CONSIGNE 1:
Dénombrez les lignes du listing ci-dessous qui contiennent la chaîne « stone », en tenant compte de la casse, et donnez seulement ce nombre.

* * * * *

Au cœur de la violence avec Sam Peckinpah

Cinéma • La Cinémathèque suisse consacre une rétrospective au cinéaste américain connu entre autres pour ses westerns iconoclastes et son engagement contre la guerre.

Sam Peckinpah avec Dustin Hoffman sur le tournage des Chiens de Paille (1971) ©DR / Collection Cinémathèque suisse

Après le Festival de Locarno et la Maison des Arts du Grütli et comme d’autres grandes institutions internationales de cinéma, les Cinémathèques française et suisse rendent en ce moment hommage au réalisateur étasunien Sam Peckinpah. En parallèle, un bel ouvrage collectif paru chez Capricci et coédité par la cinémathèque suisse, permet de redécouvrir les principales articulations, thématique et chronologique, de son œuvre.

Le travail de Peckinpah a été marqué par une réflexion profonde, inédite pour son époque, sur la violence, les modalités de son surgissement et la variété de ses effets dévastateurs. Son influence sera durable. Des films comme Coups de feu dans la Sierra (1962), La Horde Sauvage (1969), Apportez-moi la tête d’Alfredo Garcia (1974), Croix de fer (1977) et Osterman Week-end (1983) influenceront plusieurs générations de réalisateurs talentueux comme Martin Scorsese, David Lynch, John Woo ou Quentin Tarantino…Des acteurs de renom, très souvent restés fidèles au réalisateur, auront aussi transcendé l’écran sous sa direction. Joel McCrea et Randolph Scott dans Coups de feu dans la Sierra (1962), Charlton Heston dans Major Dundee (1965), William Holden dans La Horde Sauvage (1969), Jason Roberts dans Un Nommé Coble Hogue (1970), Steve Mc Queen dans Guet-Apens et Junior Bonner (1972), James Coburn dans Pat Garrett et Billy le Kid (1973) et Croix de Fer (1977). Et pourtant, la réputation de Sam Peckinpah, tout comme les éléments de légende qui s’y sont postérieurement greffés, ont aussi eu un impact négatif sur la réception de ses films. Son nom convoque avec lui la mémoire de tournages au bord de l’implosion dirigé par une personnalité volcanique, le souvenir de conflits incessants avec les producteurs et de films rapiécés par les studios. Une créativité artistique débordante certes, mais aussi erratique parfois car affectée par de sérieux problèmes d’alcool et de drogue. Un peu moins triviale, une autre raison pour ce désamour relatif réside peut-être dans le thème, d’une intense gravité, qui habite l’essentiel de son œuvre et de laquelle elle tire toute sa force tragique: la violence.

* * * * *

CONSIGNE 2:
Reproduisez fidèlement le passage de l'article sur Sam Peckinpah, de « Sam Peckinpah avec » à « de son œuvre. ».

Enregistrements extraits d'une collection
* * * * *

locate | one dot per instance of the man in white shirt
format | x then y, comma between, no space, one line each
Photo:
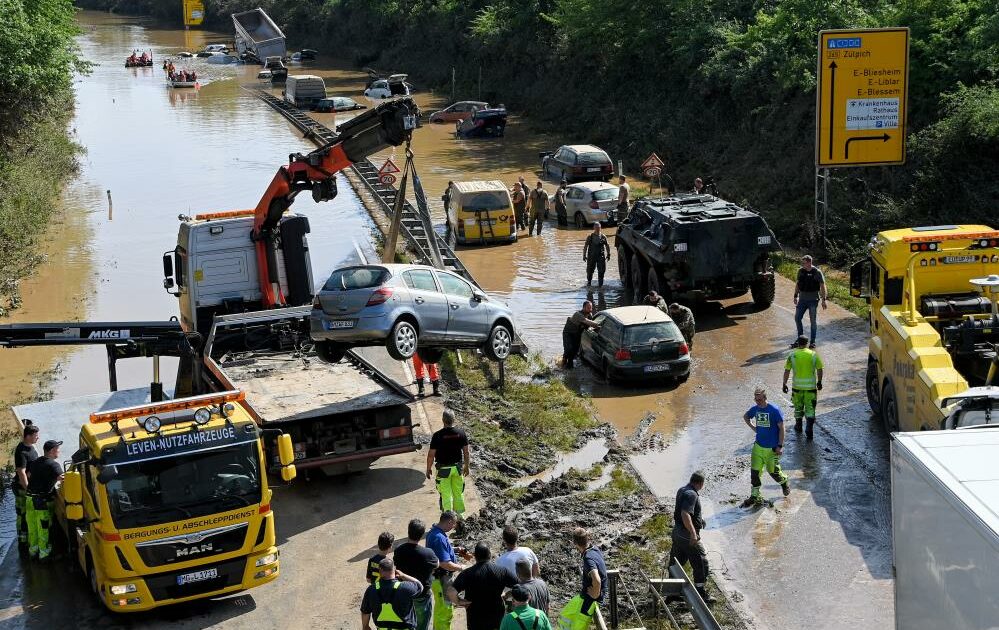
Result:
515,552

* * * * *

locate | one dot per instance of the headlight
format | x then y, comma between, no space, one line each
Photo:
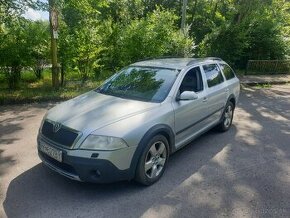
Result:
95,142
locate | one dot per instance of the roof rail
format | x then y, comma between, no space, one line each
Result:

* * * * *

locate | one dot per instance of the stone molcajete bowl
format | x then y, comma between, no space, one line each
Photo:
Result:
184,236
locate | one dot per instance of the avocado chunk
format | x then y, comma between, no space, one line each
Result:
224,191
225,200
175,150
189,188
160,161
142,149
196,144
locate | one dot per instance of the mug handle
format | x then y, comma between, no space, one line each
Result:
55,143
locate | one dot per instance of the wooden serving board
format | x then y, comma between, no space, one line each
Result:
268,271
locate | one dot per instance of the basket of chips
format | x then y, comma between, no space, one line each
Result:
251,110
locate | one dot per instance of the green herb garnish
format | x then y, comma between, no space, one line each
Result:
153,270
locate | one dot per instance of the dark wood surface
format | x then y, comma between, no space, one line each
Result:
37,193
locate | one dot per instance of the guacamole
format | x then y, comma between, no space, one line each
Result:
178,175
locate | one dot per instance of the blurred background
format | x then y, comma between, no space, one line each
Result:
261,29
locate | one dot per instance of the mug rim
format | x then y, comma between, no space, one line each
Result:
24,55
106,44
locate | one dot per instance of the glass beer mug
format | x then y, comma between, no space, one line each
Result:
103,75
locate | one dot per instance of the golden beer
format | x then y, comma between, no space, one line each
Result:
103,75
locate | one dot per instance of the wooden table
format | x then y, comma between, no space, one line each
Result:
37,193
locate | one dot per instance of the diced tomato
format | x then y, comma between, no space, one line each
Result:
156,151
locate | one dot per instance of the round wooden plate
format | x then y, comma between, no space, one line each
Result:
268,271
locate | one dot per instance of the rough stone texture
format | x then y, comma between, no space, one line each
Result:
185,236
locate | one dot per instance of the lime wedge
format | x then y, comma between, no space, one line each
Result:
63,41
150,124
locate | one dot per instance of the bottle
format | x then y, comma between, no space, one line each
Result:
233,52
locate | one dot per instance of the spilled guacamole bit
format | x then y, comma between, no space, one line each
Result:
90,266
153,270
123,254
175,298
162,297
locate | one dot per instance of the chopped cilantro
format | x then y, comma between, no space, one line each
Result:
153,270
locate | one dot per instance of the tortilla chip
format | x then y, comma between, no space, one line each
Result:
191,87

* * * * *

RÉPONSE ATTENDUE 1:
2

RÉPONSE ATTENDUE 2:
Sam Peckinpah avec Dustin Hoffman sur le tournage des Chiens de Paille (1971) ©DR / Collection Cinémathèque suisse

Après le Festival de Locarno et la Maison des Arts du Grütli et comme d’autres grandes institutions internationales de cinéma, les Cinémathèques française et suisse rendent en ce moment hommage au réalisateur étasunien Sam Peckinpah. En parallèle, un bel ouvrage collectif paru chez Capricci et coédité par la cinémathèque suisse, permet de redécouvrir les principales articulations, thématique et chronologique, de son œuvre.